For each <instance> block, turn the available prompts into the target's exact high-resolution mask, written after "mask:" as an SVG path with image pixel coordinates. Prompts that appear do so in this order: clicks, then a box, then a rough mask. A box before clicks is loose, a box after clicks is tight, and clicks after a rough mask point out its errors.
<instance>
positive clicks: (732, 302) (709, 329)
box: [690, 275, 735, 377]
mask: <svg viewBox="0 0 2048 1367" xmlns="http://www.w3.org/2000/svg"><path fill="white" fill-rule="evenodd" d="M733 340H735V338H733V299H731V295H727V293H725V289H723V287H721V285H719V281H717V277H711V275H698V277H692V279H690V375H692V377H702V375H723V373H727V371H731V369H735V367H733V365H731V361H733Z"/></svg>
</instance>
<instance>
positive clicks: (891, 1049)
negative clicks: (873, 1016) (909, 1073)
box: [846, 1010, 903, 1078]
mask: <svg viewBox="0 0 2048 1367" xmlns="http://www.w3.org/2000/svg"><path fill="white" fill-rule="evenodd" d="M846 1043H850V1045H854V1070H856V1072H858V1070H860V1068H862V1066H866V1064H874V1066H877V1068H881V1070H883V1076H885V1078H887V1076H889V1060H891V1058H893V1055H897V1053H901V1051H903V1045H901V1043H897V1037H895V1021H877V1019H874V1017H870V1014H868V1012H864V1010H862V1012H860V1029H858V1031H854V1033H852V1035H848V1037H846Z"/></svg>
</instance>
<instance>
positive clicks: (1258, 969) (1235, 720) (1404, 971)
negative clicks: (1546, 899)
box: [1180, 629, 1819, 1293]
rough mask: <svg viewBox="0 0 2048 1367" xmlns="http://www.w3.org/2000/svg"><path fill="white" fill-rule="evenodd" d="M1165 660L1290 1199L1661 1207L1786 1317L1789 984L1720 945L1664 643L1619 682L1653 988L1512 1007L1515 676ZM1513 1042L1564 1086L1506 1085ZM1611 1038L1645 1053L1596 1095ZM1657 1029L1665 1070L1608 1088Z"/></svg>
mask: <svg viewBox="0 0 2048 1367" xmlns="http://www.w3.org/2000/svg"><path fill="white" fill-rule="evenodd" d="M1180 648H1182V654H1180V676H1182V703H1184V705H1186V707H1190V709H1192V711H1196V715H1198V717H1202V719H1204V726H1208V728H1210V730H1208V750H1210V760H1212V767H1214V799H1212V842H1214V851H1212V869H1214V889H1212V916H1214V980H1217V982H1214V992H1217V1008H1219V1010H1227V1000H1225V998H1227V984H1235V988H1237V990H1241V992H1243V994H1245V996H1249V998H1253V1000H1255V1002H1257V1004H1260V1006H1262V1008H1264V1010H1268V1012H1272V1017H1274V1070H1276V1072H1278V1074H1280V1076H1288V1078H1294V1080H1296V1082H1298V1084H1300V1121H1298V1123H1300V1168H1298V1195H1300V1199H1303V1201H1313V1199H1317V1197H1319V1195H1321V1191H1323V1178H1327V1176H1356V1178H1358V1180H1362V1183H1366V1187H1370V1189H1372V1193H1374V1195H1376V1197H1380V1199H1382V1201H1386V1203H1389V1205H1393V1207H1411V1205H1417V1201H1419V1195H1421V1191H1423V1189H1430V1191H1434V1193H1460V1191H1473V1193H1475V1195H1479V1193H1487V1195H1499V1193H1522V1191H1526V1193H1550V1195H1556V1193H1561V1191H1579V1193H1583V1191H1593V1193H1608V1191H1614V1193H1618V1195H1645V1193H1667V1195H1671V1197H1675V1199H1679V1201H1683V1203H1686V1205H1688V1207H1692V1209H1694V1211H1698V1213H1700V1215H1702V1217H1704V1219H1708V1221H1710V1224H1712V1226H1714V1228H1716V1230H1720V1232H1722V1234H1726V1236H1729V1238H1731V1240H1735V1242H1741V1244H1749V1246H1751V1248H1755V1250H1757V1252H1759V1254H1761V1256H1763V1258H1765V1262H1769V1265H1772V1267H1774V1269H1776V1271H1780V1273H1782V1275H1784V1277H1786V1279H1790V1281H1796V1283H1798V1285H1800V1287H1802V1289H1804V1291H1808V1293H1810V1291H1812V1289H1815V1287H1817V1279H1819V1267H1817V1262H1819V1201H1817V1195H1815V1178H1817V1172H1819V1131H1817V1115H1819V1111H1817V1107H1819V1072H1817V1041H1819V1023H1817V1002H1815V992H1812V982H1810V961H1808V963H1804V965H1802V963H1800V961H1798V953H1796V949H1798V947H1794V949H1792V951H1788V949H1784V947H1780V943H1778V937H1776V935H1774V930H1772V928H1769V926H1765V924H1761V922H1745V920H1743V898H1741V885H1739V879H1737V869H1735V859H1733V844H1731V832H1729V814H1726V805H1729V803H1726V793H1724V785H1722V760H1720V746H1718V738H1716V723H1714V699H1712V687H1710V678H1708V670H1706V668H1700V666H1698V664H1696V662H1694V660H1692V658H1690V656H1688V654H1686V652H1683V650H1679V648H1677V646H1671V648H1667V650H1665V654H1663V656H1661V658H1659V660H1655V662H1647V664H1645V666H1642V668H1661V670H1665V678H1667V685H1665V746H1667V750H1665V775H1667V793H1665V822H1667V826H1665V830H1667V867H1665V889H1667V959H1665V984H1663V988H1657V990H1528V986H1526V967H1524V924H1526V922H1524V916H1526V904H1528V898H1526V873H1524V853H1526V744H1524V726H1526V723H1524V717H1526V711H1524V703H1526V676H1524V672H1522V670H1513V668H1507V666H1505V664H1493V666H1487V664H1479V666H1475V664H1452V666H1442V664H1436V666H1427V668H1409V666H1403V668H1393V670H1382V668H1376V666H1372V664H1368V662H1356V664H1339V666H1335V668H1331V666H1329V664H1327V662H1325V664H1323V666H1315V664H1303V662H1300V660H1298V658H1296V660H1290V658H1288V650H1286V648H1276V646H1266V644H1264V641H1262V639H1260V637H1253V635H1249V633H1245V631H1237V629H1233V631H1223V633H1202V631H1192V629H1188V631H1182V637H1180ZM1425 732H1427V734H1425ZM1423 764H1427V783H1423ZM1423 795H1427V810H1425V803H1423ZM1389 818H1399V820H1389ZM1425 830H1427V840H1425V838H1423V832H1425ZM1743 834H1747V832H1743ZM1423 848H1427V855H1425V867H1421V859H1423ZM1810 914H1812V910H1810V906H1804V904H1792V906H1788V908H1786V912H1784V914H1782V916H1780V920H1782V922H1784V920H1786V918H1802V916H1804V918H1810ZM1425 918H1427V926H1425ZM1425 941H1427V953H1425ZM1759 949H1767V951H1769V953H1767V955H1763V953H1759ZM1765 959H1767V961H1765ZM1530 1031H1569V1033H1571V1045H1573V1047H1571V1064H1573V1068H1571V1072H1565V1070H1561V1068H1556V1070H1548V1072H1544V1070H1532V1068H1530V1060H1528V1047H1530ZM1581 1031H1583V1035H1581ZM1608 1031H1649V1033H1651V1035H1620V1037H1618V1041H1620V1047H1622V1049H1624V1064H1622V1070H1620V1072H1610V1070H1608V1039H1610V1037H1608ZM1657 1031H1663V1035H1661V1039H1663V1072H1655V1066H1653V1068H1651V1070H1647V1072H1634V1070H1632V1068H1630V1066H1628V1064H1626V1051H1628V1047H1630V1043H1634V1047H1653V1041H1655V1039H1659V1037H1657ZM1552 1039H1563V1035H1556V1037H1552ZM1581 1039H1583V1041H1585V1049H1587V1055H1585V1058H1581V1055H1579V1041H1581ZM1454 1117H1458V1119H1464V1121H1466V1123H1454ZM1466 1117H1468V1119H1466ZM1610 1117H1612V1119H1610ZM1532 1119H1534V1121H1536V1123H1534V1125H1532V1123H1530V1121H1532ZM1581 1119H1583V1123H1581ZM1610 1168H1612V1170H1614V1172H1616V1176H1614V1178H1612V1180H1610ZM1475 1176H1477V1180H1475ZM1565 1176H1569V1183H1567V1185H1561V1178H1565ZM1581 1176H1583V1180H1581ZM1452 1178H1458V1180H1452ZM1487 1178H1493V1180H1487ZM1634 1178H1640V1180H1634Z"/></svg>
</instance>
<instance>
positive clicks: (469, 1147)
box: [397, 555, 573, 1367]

- [What to produce] Please reproduce the entries verbatim, from their first line through the line holding "box: [690, 275, 735, 377]", both included.

- [Output for this task]
For each <instance> block, turn the available prompts into the target's exact high-resolution mask, written after "mask:" as an SVG path with image pixel coordinates. Prompts that appear do so in this order: clicks, then a box, then a rough mask. A box before clicks is loose, a box after clicks is tight, and clicks after a rough mask point out its errors.
<instance>
positive clicks: (732, 302) (709, 329)
box: [690, 275, 735, 377]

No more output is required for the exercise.